[Start Given data]

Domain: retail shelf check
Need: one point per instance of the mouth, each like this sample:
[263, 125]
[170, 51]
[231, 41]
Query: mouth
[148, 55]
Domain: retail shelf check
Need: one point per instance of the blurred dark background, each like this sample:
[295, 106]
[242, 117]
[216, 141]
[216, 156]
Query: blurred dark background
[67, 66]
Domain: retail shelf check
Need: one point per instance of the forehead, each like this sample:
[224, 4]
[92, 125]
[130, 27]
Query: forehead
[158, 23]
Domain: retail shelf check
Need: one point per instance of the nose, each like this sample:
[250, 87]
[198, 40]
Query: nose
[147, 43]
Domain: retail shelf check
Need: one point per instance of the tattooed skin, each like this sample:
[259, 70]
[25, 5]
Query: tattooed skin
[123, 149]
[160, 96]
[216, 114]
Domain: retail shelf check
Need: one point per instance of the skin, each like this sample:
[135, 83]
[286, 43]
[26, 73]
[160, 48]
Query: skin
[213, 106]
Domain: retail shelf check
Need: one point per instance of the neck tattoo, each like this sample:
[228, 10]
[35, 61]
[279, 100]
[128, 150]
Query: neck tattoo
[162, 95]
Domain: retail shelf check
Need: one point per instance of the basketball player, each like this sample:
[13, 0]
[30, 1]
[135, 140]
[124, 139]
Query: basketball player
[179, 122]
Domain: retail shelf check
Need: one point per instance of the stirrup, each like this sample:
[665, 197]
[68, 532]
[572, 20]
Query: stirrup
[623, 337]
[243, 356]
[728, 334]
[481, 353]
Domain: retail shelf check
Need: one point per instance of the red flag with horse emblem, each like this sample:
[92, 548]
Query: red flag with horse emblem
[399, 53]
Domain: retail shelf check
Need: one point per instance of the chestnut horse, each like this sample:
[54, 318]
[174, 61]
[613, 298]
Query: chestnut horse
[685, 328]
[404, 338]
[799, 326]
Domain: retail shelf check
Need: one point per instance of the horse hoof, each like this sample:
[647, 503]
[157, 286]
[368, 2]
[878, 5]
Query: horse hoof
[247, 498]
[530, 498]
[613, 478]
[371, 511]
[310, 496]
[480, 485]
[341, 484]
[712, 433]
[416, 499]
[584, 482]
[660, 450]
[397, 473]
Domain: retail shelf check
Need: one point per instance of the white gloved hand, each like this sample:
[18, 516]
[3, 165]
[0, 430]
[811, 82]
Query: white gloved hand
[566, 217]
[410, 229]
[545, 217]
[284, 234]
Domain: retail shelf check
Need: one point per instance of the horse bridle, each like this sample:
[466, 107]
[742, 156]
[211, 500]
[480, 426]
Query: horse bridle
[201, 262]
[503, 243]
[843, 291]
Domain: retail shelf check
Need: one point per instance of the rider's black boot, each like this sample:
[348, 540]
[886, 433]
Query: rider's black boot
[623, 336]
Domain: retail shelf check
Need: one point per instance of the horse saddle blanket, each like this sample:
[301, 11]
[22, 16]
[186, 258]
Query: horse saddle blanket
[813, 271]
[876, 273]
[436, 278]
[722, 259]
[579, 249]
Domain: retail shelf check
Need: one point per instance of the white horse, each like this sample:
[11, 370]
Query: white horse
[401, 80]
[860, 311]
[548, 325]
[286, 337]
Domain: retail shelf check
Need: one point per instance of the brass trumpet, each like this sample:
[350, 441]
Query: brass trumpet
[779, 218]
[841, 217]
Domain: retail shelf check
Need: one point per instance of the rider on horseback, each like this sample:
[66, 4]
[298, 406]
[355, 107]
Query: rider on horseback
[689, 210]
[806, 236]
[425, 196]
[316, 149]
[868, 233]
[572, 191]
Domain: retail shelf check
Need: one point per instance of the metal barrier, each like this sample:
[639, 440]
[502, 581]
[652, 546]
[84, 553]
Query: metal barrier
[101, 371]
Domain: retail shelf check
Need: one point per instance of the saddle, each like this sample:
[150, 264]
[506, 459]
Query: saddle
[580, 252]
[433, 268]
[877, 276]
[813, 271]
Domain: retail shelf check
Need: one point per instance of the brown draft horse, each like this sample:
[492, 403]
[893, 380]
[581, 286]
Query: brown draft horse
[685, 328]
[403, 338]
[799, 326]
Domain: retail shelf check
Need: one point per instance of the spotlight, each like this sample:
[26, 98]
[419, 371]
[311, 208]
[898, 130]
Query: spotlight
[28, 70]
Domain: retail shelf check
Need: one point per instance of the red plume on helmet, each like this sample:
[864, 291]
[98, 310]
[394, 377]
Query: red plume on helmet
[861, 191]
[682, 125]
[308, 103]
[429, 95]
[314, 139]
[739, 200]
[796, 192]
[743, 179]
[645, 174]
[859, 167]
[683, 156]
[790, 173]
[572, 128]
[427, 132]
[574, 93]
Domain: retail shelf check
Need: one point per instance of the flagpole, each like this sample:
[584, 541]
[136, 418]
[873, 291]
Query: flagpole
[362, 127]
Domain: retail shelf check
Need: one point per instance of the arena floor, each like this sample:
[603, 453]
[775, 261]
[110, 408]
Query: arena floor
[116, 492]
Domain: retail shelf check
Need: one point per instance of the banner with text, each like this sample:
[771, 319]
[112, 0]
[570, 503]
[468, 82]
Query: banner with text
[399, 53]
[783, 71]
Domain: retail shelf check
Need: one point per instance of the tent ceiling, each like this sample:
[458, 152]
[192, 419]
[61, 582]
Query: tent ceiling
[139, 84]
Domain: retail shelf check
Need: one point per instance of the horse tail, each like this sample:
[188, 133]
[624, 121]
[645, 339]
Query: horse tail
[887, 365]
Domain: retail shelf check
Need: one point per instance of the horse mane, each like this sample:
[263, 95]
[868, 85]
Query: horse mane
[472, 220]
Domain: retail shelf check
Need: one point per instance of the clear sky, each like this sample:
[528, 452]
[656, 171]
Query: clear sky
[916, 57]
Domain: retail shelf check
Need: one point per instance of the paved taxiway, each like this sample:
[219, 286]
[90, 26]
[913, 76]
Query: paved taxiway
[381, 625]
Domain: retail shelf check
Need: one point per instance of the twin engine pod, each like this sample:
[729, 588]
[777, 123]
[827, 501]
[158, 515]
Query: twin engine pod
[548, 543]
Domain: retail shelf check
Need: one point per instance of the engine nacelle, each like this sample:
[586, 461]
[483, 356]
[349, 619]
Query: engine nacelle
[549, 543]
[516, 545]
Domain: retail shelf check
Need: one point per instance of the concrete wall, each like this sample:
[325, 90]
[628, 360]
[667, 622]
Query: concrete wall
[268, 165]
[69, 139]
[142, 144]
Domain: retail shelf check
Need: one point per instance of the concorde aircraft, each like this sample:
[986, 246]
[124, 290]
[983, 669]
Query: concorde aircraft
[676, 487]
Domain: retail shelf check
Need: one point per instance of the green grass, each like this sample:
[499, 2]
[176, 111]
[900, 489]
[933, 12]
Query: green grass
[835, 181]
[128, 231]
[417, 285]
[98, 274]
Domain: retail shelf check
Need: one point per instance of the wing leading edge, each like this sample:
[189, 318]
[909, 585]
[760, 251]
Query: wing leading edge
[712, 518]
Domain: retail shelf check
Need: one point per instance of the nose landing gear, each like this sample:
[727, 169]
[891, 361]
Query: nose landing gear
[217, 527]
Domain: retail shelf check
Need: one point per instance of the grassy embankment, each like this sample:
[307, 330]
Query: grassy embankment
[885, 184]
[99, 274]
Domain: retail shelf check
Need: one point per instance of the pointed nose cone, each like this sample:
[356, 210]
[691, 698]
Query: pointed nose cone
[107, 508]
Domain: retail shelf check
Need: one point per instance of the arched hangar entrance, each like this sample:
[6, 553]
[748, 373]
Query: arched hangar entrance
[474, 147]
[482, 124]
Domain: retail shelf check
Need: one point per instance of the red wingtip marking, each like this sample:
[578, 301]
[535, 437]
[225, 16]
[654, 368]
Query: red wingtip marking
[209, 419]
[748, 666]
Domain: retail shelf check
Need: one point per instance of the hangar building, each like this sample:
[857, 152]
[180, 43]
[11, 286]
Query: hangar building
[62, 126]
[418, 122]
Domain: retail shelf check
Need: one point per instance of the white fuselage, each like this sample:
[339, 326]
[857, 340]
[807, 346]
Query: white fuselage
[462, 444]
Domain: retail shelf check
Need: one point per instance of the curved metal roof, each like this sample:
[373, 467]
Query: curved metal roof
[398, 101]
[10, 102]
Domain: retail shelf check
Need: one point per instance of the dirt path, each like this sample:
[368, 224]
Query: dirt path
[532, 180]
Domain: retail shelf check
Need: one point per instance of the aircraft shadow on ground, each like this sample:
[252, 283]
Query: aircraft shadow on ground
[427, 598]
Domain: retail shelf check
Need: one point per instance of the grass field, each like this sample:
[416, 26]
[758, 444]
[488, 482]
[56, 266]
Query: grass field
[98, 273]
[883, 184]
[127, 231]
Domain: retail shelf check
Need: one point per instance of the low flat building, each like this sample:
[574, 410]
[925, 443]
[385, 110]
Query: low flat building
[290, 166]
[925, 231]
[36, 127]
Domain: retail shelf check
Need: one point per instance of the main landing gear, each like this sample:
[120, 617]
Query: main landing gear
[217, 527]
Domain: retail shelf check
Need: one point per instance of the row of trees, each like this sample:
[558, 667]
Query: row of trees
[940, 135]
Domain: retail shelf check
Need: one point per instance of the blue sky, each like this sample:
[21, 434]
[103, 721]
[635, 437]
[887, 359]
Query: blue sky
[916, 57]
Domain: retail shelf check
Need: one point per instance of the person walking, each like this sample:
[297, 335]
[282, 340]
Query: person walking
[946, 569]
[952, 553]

[End Given data]

Exercise task - Please pick out every line of the listing above that contains the word "chestnut" and copy each one.

Task output -
Need: one point per instance of the chestnut horse, each like this sample:
Query: chestnut horse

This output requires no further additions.